SOURCE EXCERPT:
— START —
The Molecule Man (Owen Reece) is a character appearing in American comic books published by Marvel Comics. He first appeared in Fantastic Four #20 in November 1963 and was created by Stan Lee and Jack Kirby. An enormously powerful entity, he is often portrayed as a supervillain, but sometimes takes the role of a reformed outlaw or reluctant hero.

==Publication history==

Molecule Man first appeared in Fantastic Four #20 (November 1963) and was created by writer Stan Lee and artist Jack Kirby. Initially introduced as a recurring antagonist for the superhero team, the character's origins were deeply tied to the atomic-age anxieties prevalent in early 1960s Marvel Comics. Following his debut, the character made sporadic appearances throughout the 1970s, primarily serving as a cosmic-level threat in titles such as The Avengers and Iron Man. His role shifted significantly in the mid-1980s during the original Secret Wars (1984–1985) limited series written by Jim Shooter, where his vast reality-warping capabilities and psychological vulnerabilities were explored in greater depth, transitioning him into a more nuanced, tragic anti-hero. Molecule Man became a central narrative linchpin decades later in the lead-up to and during the 2015 Secret Wars storyline written by Jonathan Hickman. In this event, his multiversal nature was redefined, positioning him as a living bomb engineered by the Beyonders to destroy the Marvel Multiverse, and later as the foundational power source used by Doctor Doom to create Battleworld. Following the conclusion of the event, the character was instrumental in the rebuilding of Earth-616 and the broader multiverse alongside the Fantastic Four.
— END —
SET TASK: Reproduce word for word the portion of the Molecule Man excerpt that starts at "The Molecule Man" and stops after "or reluctant hero.".

RECORDS:
— START —
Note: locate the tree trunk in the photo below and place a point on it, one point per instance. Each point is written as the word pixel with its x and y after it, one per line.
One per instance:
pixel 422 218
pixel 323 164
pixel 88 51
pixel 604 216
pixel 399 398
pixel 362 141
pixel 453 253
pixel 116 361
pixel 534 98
— END —
FINISHED EXERCISE:
The Molecule Man (Owen Reece) is a character appearing in American comic books published by Marvel Comics. He first appeared in Fantastic Four #20 in November 1963 and was created by Stan Lee and Jack Kirby. An enormously powerful entity, he is often portrayed as a supervillain, but sometimes takes the role of a reformed outlaw or reluctant hero.